- [Source text]:
++++++++++++++++++++
# Your first villager



## Damniel (Jun 21, 2014)

You start out with 5 villagers but who was the first villager to actually move to your town? For me it was phoebe who I didn't know was popular lucky me!


----------



## Dork (Jun 21, 2014)

hmm.. i'm not sure about my very first town but in my current town it's Shep! (who placed his house in a very inconvenient spot btw)


----------



## Sanaki (Jun 21, 2014)

Beardo.


----------



## AidenTheGamer (Jun 21, 2014)

Penelope. She boxed up then left without telling me.


----------



## MightyMunchlax (Jun 21, 2014)

For NL I think it was Diva? It's been so long. She was one of my first move outs.


----------



## BerryPop (Jun 21, 2014)

Goldie
I was. Soooooooooo lucky


----------



## Pirate (Jun 21, 2014)

I'm pretty sure it was a penguin... can't remember his name though.


----------



## Goldenapple (Jun 21, 2014)

Samson,Apollo,and some other tier 5s XD


----------



## MayorSaki (Jun 22, 2014)

It was maybe Goldie..? I just remember that the uchi that moved in was Tammy and the smug Chadder.


----------



## MindlessPatch (Jun 22, 2014)

Might've been Mira the cute superhero bunny. There could've been one or two before her but I can't really remember


----------



## Damniel (Jun 22, 2014)

Bump


----------



## chronic (Jun 22, 2014)

Nana was my first villager and I'm *never* letting her leave.


----------



## Astro0 (Jun 22, 2014)

Fuchsia! who i love love love, she's still here


----------



## lencat (Jun 23, 2014)

I'm pretty sure mine was Kabuki!  Since ACNL is my first Animal Crossing game, when I saw that he was moving in, I looked him up online and felt very lucky that a cool, CAT villager would be moving into my town!  He's now my absolute favorite villager.  So lucky that he's still with me <3


----------



## NSFW (Jun 23, 2014)
++++++++++++++++++++
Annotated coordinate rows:

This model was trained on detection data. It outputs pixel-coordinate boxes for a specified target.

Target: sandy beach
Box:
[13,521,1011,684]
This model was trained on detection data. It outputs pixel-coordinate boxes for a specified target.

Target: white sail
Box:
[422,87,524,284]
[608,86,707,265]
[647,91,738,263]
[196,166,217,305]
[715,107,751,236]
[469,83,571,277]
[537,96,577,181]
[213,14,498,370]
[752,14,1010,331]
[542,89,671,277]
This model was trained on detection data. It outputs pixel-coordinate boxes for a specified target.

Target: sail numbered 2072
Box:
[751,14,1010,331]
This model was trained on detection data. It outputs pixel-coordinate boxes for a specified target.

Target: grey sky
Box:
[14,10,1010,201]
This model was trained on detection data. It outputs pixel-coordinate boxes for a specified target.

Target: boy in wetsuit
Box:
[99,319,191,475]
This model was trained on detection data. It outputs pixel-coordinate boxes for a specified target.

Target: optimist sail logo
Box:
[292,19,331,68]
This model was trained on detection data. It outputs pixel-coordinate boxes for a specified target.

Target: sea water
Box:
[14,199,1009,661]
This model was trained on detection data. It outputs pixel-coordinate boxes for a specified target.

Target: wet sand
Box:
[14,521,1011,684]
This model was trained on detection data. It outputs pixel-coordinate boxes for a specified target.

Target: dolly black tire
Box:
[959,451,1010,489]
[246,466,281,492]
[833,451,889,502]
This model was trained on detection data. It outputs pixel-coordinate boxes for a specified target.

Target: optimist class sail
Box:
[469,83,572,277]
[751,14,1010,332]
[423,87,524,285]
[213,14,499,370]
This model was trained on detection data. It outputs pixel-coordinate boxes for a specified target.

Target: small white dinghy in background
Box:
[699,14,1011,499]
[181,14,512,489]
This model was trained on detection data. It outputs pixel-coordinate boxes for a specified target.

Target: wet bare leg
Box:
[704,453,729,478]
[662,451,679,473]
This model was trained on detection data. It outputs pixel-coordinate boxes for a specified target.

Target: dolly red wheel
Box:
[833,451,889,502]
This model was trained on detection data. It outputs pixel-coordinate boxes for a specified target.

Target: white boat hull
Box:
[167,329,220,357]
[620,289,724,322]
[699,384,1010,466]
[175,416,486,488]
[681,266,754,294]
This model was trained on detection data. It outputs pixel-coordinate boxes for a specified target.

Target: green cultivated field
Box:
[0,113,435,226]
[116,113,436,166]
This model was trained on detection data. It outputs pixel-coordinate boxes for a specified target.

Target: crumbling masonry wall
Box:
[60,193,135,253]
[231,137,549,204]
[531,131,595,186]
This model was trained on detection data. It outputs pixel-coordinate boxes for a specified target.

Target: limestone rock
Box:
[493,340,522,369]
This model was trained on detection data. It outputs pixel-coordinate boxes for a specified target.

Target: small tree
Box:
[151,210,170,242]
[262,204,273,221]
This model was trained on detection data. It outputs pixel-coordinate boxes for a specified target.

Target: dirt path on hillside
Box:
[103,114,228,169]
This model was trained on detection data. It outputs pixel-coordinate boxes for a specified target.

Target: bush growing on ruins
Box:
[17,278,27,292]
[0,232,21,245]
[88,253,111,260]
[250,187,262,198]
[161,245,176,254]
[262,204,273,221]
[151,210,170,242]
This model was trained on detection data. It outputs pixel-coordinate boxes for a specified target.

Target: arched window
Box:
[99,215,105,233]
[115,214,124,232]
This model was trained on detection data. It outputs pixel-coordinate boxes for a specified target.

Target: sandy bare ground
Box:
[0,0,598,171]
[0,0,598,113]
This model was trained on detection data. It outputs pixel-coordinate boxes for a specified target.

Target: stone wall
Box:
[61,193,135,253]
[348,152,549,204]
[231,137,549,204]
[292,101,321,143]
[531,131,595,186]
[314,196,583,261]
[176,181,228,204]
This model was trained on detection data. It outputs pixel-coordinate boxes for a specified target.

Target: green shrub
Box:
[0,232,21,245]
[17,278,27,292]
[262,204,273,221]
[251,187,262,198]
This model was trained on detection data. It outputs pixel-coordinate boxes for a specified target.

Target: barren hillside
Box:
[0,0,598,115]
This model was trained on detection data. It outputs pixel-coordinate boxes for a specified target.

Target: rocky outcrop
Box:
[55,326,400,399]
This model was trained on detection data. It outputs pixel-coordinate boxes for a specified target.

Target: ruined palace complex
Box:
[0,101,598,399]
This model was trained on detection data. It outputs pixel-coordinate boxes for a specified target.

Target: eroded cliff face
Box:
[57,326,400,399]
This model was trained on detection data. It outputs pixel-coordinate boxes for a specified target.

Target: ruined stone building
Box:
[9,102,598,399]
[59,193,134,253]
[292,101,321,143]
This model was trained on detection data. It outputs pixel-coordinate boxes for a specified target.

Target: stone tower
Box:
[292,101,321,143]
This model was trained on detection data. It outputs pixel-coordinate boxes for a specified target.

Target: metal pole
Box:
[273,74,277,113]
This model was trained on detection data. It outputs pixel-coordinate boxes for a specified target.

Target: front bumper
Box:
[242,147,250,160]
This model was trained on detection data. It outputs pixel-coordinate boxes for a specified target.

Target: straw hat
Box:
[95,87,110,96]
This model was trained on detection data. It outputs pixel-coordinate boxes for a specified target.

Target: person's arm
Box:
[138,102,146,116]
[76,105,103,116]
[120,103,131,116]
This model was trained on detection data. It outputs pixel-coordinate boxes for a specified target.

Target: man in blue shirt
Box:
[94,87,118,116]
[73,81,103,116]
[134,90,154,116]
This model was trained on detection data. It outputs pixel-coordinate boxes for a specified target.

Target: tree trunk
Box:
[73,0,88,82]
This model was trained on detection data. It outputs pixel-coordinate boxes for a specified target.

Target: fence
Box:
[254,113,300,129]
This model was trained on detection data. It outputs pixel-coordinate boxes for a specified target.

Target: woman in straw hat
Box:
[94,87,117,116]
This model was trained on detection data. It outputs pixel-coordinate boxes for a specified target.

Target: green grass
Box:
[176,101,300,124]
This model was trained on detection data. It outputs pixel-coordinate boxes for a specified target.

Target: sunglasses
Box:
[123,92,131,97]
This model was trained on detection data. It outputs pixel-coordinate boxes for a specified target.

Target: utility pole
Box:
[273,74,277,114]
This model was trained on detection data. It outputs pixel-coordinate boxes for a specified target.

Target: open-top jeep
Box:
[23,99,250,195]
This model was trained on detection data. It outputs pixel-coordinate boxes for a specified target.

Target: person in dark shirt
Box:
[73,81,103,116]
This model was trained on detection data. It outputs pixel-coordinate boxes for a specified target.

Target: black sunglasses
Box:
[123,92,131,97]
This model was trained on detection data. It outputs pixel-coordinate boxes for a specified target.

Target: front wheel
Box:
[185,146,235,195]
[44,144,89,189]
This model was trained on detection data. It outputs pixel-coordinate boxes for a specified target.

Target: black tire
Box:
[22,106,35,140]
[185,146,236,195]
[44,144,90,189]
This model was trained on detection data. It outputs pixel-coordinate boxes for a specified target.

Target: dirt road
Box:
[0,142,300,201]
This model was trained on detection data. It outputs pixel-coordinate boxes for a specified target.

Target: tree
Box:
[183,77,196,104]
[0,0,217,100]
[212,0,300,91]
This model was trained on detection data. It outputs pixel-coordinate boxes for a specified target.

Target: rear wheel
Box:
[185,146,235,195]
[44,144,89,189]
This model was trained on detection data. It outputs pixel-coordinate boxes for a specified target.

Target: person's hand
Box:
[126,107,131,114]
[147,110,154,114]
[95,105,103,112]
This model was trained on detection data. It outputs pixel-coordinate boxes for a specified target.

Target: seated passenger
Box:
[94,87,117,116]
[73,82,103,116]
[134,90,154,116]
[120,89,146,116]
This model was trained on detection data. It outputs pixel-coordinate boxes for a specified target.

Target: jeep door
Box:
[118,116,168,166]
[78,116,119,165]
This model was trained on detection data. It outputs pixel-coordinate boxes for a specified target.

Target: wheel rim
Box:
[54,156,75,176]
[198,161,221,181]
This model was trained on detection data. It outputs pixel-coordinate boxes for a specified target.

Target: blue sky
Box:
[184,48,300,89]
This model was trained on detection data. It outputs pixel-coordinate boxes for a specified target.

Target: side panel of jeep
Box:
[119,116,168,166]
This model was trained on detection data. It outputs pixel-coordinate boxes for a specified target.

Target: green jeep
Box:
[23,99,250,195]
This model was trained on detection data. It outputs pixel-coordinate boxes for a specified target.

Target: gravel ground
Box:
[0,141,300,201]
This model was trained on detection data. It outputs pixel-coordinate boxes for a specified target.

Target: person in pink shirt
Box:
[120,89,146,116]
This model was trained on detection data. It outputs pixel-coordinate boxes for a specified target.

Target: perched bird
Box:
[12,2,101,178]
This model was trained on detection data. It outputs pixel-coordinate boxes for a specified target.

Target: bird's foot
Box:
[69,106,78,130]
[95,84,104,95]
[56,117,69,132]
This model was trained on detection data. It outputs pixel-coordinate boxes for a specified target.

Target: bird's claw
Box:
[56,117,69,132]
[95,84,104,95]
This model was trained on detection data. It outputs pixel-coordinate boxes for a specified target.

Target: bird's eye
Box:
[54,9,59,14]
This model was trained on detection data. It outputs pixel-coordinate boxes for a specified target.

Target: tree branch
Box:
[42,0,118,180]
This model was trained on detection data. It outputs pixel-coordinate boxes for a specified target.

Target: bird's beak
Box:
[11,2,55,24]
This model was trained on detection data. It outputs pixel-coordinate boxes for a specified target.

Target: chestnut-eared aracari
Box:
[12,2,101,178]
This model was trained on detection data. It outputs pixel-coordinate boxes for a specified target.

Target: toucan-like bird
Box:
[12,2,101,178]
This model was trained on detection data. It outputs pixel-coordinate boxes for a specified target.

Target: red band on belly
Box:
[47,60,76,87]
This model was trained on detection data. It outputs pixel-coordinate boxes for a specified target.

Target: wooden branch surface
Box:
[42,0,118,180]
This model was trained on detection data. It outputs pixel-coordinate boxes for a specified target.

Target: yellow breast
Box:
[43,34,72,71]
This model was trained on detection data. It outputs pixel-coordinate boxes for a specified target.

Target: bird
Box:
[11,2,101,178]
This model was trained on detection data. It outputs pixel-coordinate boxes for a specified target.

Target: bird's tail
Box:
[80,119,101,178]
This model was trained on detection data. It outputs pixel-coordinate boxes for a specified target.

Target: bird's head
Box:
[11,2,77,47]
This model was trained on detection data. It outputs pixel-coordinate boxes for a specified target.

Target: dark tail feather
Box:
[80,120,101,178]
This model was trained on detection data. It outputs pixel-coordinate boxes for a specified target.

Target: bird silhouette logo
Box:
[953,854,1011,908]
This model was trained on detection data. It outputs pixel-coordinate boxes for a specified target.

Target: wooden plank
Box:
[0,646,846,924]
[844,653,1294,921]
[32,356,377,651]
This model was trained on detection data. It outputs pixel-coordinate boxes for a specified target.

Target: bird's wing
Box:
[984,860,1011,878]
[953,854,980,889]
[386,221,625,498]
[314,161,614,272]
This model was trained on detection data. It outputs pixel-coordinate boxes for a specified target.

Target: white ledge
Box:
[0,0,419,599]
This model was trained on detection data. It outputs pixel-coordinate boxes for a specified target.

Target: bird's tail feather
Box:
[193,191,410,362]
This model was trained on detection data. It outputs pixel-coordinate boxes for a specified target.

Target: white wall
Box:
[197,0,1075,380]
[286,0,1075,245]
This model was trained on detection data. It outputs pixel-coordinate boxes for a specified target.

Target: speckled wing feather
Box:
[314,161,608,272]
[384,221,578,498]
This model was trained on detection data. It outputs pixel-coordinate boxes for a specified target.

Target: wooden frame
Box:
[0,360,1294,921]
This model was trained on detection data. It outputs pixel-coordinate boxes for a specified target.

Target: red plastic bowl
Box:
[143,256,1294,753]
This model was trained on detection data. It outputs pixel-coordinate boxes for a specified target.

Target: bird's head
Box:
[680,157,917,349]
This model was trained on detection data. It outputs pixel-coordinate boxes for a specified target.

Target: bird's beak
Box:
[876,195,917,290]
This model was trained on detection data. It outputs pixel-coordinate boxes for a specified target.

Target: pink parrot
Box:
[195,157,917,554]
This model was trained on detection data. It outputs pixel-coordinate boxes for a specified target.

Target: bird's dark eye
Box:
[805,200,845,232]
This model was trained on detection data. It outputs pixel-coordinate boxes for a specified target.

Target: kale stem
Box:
++++++++++++++++++++
- [Stated exercise A]: Return each line of the rows that contains the string "sail".
- [Stated exercise B]: Write what comes next in the forum thread about people's first villager, starting from the point where it stops.

- [Result A]:
Target: white sail
Target: sail numbered 2072
Target: optimist sail logo
Target: optimist class sail

- [Result B]:
oops snake


----------



## Twinrova (Jun 23, 2014)

I don't quite remember but I'm pretty sure it was Pietro! I hated him and was so glad when he finally moved lol!


----------



## yro (Jun 23, 2014)

Kyle! I let him go a couple months ago though, his house was a mess and I had like 3 of his pictures already.


----------



## Rodeo (Jun 23, 2014)

Rocket or Beardo.
I bullied them out.


----------



## Felix (Jun 23, 2014)

Twiggy..


----------



## AnnaThePolarBear (Jun 23, 2014)

Cherry


----------



## Syndra (Jun 23, 2014)

Call me Daniel said:


> You start out with 5 villagers but who was the first villager to actually move to your town? For me it was phoebe who I didn't know was popular lucky me!


mine was phoebe too! ...or roald; i'm not too sure anymore haha


----------



## Capella (Jun 23, 2014)

In NL it was dizzy


----------



## thatawkwardkid (Jun 23, 2014)

I just restarted, and I got my first villager today. I got Klaus.


----------



## MC4pros (Jun 23, 2014)

In NL: Erik


----------



## King (Jun 25, 2014)

Canberra then Kyle


----------



## Luna_Solara (Jun 25, 2014)

I have no idea about my first town ever in any Animal Crossing game - my first was in CF in 2010, the only villager I remember having was Jitters.
However, in ACNL it was Deirdre, not one of my faves, but she's alright lol


----------



## Stevey Queen (Jun 25, 2014)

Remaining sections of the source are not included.